Short exercise – Output every line of the entries from the line containing "point: white embroidered" through the last, exactly, with no other content.

Recorded data –
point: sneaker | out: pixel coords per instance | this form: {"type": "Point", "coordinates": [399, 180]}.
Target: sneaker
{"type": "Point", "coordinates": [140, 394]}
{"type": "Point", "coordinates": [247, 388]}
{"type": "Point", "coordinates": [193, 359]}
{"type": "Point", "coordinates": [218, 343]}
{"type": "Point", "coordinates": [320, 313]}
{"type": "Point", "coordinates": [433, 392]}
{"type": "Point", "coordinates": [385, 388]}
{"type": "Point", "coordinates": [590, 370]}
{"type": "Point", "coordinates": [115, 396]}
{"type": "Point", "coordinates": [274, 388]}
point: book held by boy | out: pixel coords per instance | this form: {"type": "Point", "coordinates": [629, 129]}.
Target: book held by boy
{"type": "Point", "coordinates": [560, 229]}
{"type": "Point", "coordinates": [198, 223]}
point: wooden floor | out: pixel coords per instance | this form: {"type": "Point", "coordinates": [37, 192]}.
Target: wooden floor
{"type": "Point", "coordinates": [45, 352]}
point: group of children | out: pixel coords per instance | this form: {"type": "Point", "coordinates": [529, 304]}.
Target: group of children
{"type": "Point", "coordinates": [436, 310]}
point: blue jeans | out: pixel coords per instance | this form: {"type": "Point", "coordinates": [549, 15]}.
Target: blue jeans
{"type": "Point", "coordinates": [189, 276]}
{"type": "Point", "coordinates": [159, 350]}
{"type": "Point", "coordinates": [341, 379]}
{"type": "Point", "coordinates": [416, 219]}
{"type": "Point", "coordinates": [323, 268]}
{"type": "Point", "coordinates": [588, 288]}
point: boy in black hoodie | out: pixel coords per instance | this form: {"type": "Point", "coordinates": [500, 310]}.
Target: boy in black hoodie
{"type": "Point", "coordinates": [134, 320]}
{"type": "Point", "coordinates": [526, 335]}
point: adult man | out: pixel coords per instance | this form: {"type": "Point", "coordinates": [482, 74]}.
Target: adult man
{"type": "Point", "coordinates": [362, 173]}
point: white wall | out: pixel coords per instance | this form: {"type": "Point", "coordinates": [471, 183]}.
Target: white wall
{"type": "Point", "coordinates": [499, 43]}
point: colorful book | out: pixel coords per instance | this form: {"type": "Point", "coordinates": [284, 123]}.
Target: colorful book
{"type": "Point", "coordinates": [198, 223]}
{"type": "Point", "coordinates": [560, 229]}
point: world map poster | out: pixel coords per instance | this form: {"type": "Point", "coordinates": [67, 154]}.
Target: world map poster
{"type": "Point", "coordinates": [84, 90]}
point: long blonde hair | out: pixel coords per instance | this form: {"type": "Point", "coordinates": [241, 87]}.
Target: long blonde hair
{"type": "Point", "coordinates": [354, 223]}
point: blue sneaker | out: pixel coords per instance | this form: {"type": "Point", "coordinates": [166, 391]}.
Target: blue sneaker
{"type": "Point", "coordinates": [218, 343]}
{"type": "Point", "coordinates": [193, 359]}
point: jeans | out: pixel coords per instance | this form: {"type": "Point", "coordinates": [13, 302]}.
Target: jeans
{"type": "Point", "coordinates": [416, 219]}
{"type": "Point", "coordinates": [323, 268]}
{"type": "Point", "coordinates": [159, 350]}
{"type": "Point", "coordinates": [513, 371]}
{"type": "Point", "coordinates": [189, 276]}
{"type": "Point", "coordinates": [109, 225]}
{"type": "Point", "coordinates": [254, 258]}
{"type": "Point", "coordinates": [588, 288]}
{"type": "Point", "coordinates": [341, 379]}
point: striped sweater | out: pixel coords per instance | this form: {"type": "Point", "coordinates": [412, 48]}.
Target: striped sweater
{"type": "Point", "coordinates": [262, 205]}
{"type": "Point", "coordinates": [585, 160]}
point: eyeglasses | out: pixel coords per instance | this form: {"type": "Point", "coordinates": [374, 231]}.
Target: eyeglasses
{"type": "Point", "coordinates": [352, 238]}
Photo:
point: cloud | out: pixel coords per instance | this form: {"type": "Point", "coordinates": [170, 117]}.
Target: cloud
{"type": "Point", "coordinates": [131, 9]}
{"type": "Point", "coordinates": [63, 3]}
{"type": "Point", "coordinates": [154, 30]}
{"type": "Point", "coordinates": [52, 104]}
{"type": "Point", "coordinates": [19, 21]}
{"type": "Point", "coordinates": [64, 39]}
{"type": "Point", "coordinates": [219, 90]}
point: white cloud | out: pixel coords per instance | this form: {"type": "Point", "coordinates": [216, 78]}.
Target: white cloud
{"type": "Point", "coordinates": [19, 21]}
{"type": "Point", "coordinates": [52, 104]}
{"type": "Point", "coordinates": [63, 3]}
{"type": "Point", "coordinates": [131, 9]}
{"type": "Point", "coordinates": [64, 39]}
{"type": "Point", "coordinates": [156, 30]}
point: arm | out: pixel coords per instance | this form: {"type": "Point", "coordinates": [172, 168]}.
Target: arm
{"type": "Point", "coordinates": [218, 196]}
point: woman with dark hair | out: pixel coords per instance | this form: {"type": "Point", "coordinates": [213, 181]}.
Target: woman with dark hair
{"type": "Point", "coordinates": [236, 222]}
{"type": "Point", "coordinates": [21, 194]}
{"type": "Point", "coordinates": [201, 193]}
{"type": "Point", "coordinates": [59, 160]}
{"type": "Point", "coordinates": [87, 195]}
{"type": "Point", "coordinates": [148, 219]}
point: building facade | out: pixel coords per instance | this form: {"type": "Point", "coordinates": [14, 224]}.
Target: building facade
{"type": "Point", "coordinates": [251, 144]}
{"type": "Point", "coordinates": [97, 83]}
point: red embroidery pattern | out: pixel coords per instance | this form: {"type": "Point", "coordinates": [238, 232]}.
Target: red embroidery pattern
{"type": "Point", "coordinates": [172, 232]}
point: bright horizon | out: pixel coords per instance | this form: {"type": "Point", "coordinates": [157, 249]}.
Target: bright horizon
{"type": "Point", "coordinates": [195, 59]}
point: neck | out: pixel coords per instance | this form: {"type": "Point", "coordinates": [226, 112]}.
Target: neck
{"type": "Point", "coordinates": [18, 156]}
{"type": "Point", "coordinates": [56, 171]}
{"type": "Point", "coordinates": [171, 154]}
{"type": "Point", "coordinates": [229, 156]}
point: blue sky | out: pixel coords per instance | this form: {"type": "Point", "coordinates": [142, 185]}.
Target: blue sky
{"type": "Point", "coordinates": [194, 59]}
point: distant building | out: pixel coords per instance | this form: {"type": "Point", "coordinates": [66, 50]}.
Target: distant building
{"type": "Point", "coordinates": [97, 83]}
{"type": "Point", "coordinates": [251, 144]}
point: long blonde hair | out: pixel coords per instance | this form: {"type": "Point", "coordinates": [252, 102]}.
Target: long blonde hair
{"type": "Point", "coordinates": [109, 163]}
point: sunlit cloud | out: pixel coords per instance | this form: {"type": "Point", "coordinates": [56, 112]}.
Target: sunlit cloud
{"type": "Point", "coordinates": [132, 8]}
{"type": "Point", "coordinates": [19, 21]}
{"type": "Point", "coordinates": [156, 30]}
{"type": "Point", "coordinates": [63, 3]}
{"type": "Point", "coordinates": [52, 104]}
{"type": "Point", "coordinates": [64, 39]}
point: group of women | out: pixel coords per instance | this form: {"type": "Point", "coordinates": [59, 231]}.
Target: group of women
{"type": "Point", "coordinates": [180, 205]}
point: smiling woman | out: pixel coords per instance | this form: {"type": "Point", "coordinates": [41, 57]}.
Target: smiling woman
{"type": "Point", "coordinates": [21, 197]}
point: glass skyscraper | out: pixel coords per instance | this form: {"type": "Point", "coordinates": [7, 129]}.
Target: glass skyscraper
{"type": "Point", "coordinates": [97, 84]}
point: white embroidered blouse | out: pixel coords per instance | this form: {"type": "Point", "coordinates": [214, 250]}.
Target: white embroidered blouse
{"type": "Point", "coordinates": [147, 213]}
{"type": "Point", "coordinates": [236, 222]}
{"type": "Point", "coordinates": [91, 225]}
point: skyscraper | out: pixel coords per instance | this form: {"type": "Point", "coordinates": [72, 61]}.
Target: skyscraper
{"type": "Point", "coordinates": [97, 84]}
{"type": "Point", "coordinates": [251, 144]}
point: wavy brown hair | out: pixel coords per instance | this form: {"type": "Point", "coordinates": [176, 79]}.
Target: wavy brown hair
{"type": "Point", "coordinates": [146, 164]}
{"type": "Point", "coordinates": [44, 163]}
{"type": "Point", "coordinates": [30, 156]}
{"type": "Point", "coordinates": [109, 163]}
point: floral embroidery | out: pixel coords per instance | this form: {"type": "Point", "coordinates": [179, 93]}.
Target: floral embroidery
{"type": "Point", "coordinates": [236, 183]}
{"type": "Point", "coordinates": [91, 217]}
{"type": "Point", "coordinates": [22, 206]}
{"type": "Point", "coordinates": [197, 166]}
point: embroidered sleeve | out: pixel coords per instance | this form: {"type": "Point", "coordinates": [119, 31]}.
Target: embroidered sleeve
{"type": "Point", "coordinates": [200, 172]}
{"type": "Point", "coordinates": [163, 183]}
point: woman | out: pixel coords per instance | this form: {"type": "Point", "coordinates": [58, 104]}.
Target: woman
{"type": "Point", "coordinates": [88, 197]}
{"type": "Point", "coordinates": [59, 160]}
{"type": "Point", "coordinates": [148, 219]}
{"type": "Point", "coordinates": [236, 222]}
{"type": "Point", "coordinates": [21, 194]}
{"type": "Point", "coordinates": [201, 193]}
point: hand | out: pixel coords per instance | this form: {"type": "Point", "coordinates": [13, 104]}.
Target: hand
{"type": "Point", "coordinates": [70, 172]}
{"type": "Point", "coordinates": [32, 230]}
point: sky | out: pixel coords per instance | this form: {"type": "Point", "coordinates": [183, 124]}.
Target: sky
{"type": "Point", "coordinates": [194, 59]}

Solved exercise –
point: white embroidered blouse | out: pixel coords per instance | this form: {"type": "Point", "coordinates": [214, 250]}.
Target: white embroidered blouse
{"type": "Point", "coordinates": [147, 213]}
{"type": "Point", "coordinates": [236, 222]}
{"type": "Point", "coordinates": [91, 225]}
point: skyscraper | out: pixel coords per instance | this form: {"type": "Point", "coordinates": [72, 61]}.
Target: skyscraper
{"type": "Point", "coordinates": [97, 84]}
{"type": "Point", "coordinates": [251, 144]}
point: wavy brown hair | out: pixel coords per instance | this form: {"type": "Point", "coordinates": [176, 79]}.
Target: wavy brown hair
{"type": "Point", "coordinates": [146, 164]}
{"type": "Point", "coordinates": [44, 163]}
{"type": "Point", "coordinates": [30, 156]}
{"type": "Point", "coordinates": [109, 163]}
point: floral embroidery | out: pixel coords per instance | this form: {"type": "Point", "coordinates": [179, 93]}.
Target: floral embroidery
{"type": "Point", "coordinates": [236, 183]}
{"type": "Point", "coordinates": [91, 217]}
{"type": "Point", "coordinates": [22, 206]}
{"type": "Point", "coordinates": [197, 166]}
point: embroidered sleeve | out: pixel coords per instance | this form: {"type": "Point", "coordinates": [119, 31]}.
Target: embroidered sleeve
{"type": "Point", "coordinates": [200, 172]}
{"type": "Point", "coordinates": [163, 183]}
point: woman | out: pixel coords per instance | this form: {"type": "Point", "coordinates": [58, 104]}.
Target: woman
{"type": "Point", "coordinates": [88, 197]}
{"type": "Point", "coordinates": [59, 160]}
{"type": "Point", "coordinates": [148, 219]}
{"type": "Point", "coordinates": [236, 222]}
{"type": "Point", "coordinates": [21, 194]}
{"type": "Point", "coordinates": [201, 193]}
point: hand | out: pixel coords per instance | this form: {"type": "Point", "coordinates": [13, 104]}.
Target: hand
{"type": "Point", "coordinates": [70, 172]}
{"type": "Point", "coordinates": [32, 230]}
point: sky | out: pixel coords per instance | this form: {"type": "Point", "coordinates": [183, 124]}.
Target: sky
{"type": "Point", "coordinates": [194, 59]}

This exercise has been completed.